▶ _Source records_
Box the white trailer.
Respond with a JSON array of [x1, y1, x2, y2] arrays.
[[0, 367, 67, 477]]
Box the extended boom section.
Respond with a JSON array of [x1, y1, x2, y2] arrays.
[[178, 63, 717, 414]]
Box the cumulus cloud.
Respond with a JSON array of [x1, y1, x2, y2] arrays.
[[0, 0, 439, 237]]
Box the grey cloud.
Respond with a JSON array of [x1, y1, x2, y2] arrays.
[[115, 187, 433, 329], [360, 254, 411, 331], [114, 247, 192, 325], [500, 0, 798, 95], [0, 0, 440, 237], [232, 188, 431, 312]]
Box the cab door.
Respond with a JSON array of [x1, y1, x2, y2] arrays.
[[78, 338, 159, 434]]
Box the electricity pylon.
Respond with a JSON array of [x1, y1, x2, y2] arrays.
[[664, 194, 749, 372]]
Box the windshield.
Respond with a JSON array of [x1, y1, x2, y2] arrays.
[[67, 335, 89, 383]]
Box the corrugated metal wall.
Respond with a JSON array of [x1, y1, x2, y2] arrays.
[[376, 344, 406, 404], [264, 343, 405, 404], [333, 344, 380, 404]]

...

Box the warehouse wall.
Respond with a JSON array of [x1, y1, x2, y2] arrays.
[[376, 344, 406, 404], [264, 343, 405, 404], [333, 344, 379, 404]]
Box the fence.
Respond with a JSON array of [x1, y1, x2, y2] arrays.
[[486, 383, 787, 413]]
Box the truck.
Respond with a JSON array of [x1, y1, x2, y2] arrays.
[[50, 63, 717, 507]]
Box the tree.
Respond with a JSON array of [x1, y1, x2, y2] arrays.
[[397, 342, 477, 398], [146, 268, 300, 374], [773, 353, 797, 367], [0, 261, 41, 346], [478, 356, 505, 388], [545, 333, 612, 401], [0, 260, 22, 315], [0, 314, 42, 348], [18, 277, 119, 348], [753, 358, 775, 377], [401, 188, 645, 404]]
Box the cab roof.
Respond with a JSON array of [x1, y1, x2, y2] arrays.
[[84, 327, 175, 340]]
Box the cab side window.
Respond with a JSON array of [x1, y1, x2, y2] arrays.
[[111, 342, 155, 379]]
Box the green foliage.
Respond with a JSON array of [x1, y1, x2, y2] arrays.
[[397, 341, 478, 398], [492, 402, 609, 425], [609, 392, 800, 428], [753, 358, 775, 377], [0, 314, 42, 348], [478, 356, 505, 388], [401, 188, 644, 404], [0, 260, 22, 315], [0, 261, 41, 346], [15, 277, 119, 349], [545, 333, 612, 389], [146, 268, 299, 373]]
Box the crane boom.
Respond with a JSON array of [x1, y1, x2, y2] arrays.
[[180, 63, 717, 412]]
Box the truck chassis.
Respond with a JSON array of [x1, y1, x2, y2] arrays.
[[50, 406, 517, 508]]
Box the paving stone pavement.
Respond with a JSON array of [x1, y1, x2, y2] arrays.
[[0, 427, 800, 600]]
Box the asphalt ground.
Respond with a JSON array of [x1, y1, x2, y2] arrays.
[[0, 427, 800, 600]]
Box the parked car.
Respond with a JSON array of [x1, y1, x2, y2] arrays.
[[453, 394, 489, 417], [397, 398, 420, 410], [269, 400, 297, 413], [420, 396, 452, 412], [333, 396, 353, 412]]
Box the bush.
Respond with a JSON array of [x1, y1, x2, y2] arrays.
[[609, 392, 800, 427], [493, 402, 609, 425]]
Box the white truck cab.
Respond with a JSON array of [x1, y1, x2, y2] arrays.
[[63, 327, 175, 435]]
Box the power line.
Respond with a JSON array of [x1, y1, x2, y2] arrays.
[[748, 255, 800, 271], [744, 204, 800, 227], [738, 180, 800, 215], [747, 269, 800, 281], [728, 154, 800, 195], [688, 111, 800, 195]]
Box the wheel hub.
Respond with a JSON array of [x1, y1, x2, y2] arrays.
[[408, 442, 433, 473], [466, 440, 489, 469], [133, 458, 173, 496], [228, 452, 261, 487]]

▶ _WHAT YOU HAVE TO DO_
Copy the records above word for word, starting at the line that contains "Box the cumulus cloud." and ending at the line that contains "344, 380, 404]]", with both of those lines included.

▶ _EXERCISE SOLUTION_
Box the cumulus cloud.
Respond with a JSON array of [x1, y1, x2, y2] arrays.
[[0, 0, 439, 237]]
Box the grey cloud.
Respond with a JSON array of [x1, y1, x2, y2] arrays.
[[115, 187, 433, 329], [360, 254, 411, 331], [114, 247, 192, 325], [500, 0, 798, 95], [0, 0, 440, 237], [232, 188, 431, 312]]
Box the cab door.
Respond with a JSON array of [x1, y1, x2, y2] arrays.
[[78, 338, 159, 434]]
Box the electricity pylon.
Respond with a JSON array of [x1, y1, x2, y2] arrays.
[[664, 194, 749, 372]]
Box the windshield.
Respond with a JSON array of [x1, y1, x2, y2] arrays.
[[67, 335, 89, 383]]
Box the corrugated metal wall.
Respond with a JSON array of [x1, y1, x2, y2] arrays.
[[376, 344, 406, 404], [264, 343, 405, 404], [333, 344, 380, 404]]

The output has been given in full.